Records provided below:
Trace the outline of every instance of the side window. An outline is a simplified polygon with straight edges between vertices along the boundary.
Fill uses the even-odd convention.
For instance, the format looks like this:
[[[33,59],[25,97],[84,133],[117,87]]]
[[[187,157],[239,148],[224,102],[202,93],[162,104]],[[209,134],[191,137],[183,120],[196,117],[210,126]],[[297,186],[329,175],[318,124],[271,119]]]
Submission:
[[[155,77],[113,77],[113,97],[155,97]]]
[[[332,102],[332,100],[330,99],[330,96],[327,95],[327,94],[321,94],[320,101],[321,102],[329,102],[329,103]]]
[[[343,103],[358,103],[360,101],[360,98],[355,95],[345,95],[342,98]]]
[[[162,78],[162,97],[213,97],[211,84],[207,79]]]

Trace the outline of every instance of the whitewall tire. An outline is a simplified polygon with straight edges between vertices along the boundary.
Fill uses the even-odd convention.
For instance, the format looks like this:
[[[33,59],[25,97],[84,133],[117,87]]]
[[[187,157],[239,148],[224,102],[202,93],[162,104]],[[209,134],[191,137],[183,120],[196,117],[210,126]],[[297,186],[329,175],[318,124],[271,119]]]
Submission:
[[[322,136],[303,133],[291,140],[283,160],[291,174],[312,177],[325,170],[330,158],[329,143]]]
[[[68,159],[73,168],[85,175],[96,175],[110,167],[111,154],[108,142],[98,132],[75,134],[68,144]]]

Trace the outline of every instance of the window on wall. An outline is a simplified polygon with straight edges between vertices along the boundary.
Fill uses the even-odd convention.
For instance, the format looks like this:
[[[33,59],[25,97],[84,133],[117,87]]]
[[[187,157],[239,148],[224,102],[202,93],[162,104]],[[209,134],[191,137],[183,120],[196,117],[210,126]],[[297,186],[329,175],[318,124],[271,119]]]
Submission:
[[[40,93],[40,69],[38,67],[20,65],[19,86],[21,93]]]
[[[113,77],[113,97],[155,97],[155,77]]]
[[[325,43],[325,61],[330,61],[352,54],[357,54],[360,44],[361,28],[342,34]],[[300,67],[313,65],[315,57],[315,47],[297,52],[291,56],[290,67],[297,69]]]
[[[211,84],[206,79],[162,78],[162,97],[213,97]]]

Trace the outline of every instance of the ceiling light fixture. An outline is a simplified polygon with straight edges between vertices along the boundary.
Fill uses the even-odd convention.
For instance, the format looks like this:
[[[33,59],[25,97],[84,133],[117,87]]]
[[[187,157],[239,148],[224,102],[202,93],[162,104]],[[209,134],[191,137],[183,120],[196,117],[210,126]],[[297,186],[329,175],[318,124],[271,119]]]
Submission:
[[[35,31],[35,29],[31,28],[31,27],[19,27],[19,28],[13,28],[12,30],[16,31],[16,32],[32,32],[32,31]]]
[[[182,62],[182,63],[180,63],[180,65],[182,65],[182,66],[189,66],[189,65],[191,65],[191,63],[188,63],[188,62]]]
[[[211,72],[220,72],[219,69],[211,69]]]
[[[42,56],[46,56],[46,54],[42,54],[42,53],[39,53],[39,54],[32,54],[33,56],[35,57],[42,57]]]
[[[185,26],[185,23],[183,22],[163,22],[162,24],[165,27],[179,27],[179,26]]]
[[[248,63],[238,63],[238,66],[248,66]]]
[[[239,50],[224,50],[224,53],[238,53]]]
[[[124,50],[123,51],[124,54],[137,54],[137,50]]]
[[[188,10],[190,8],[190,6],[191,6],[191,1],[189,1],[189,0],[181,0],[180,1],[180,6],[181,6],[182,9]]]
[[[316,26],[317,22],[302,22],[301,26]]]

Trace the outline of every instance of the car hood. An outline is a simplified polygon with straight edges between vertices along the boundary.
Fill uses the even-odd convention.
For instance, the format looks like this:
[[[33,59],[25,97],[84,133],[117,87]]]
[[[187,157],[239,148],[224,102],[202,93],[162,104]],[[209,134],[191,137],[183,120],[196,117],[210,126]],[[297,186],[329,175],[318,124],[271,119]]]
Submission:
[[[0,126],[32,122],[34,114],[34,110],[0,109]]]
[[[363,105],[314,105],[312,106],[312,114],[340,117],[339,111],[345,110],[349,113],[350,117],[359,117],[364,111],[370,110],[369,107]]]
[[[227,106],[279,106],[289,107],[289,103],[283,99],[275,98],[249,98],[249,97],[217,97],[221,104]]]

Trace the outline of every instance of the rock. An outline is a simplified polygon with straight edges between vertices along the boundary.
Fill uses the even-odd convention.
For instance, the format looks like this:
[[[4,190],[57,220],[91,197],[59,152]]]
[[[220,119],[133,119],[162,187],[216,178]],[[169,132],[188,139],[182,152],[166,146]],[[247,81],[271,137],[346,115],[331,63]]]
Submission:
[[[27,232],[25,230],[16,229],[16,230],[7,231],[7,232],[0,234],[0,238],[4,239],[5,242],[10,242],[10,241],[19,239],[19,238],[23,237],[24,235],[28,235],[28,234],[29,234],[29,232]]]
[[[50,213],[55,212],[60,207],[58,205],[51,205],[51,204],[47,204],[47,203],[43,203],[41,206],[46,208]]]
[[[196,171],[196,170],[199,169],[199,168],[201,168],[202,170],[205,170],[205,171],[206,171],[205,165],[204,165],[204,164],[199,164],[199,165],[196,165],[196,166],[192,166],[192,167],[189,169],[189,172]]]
End of Records provided.
### Exercise objective
The response has to match the records above word for word.

### Answer box
Trace the outline of every instance of the side window. An outline is a simplified polygon with straight edges between vertices along the boundary.
Fill uses the even-odd convention.
For instance, the format looks like this:
[[[33,59],[25,97],[84,133],[117,87]]]
[[[187,157],[239,148],[224,102],[202,93],[162,104]],[[209,134],[191,137],[183,120],[196,117],[210,126]],[[297,186],[329,175],[318,124],[271,119]]]
Submission:
[[[155,77],[113,77],[113,97],[155,97]]]
[[[332,102],[332,100],[330,99],[330,96],[327,95],[327,94],[321,94],[320,101],[321,102],[329,102],[329,103]]]
[[[343,103],[358,103],[360,101],[360,98],[355,95],[345,95],[342,98]]]
[[[162,78],[162,97],[213,97],[211,84],[207,79]]]

Trace the outline of every instance of the whitewall tire. An outline is a simplified polygon with straight edges between vertices along the boundary.
Fill uses the even-odd convention.
For instance, the format looks like this:
[[[33,59],[25,97],[84,133],[117,87]]]
[[[187,157],[239,148],[224,102],[202,93],[162,104]],[[209,134],[191,137],[183,120],[196,117],[210,126]],[[297,186],[329,175],[318,124],[271,119]]]
Submission:
[[[322,136],[303,133],[291,140],[283,160],[291,174],[312,177],[325,170],[330,158],[329,143]]]
[[[68,159],[73,168],[85,175],[96,175],[110,167],[111,154],[108,142],[98,132],[75,134],[68,144]]]

Trace the outline of every instance of the window on wall. An outline is a simplified polygon with straight edges between vertices along the boundary.
Fill uses the even-odd convention.
For instance, the format looks like this:
[[[33,59],[25,97],[84,133],[117,87]]]
[[[187,157],[239,148],[224,102],[202,93],[162,104]],[[209,134],[191,137],[183,120],[196,117],[210,126]],[[297,186],[329,175],[318,124],[271,119]]]
Submission:
[[[40,93],[40,69],[38,67],[20,65],[19,86],[21,93]]]
[[[113,77],[113,97],[155,97],[155,77]]]
[[[325,43],[325,61],[330,61],[352,54],[357,54],[360,44],[361,28],[342,34]],[[300,67],[313,65],[315,57],[315,47],[297,52],[291,56],[290,67],[297,69]]]
[[[211,84],[206,79],[162,78],[162,97],[213,97]]]

Trace the outline of every instance of the ceiling light fixture. An outline is a simplified polygon with straight edges between vertices along the boundary.
Fill uses the even-odd convention.
For instance, the format looks like this:
[[[33,59],[25,97],[84,133],[117,87]]]
[[[187,157],[239,148],[224,102],[202,93],[162,104]],[[209,134],[191,137],[183,120],[196,117],[210,126]],[[297,186],[329,175],[318,124],[271,119]]]
Submission:
[[[35,31],[35,29],[31,28],[31,27],[19,27],[19,28],[13,28],[12,30],[16,31],[16,32],[32,32],[32,31]]]
[[[182,62],[182,63],[180,63],[180,65],[182,65],[182,66],[189,66],[189,65],[191,65],[191,63],[188,63],[188,62]]]
[[[211,72],[220,72],[219,69],[211,69]]]
[[[42,56],[46,56],[46,54],[42,54],[42,53],[39,53],[39,54],[32,54],[33,56],[35,57],[42,57]]]
[[[185,26],[185,23],[183,22],[163,22],[162,24],[165,27],[179,27],[179,26]]]
[[[248,63],[238,63],[238,66],[248,66]]]
[[[239,50],[224,50],[224,53],[238,53]]]
[[[124,50],[123,51],[124,54],[137,54],[137,50]]]
[[[188,10],[190,8],[190,6],[191,6],[191,1],[189,1],[189,0],[181,0],[180,1],[180,6],[181,6],[182,9]]]
[[[316,26],[317,22],[302,22],[301,26]]]

Trace the outline of every instance of the car hood. An outline is a simplified polygon with straight edges between vertices along the boundary.
Fill uses the even-odd convention.
For instance, the format looks like this:
[[[33,59],[25,97],[84,133],[117,87]]]
[[[187,157],[239,148],[224,102],[202,93],[162,104]],[[209,134],[191,137],[183,120],[196,117],[210,126]],[[297,186],[329,175],[318,124],[271,119]]]
Submission:
[[[0,126],[32,122],[34,114],[34,110],[0,109]]]
[[[363,105],[314,105],[312,106],[312,114],[340,117],[339,111],[345,110],[349,113],[350,117],[359,117],[364,111],[370,110],[369,107]]]
[[[227,106],[279,106],[289,107],[289,103],[283,99],[275,98],[249,98],[249,97],[217,97],[221,104]]]

Trace the outline of every instance of the rock. An outline is a simplified polygon with straight edges between vertices along the boundary.
Fill uses the even-odd convention.
For instance, the format looks like this:
[[[4,190],[57,220],[91,197],[59,152]]]
[[[220,119],[133,119],[162,187],[216,178]],[[169,132],[188,139],[182,152],[166,146]],[[247,81],[271,137],[346,115],[331,63]]]
Submission:
[[[27,232],[25,230],[16,229],[16,230],[7,231],[7,232],[0,234],[0,238],[4,239],[5,242],[10,242],[10,241],[19,239],[19,238],[23,237],[24,235],[28,235],[28,234],[29,234],[29,232]]]
[[[50,213],[55,212],[60,207],[58,205],[51,205],[51,204],[47,204],[47,203],[43,203],[41,206],[46,208]]]
[[[196,171],[196,170],[199,169],[199,168],[201,168],[202,170],[205,170],[205,171],[206,171],[205,165],[204,165],[204,164],[199,164],[199,165],[196,165],[196,166],[192,166],[192,167],[189,169],[189,172]]]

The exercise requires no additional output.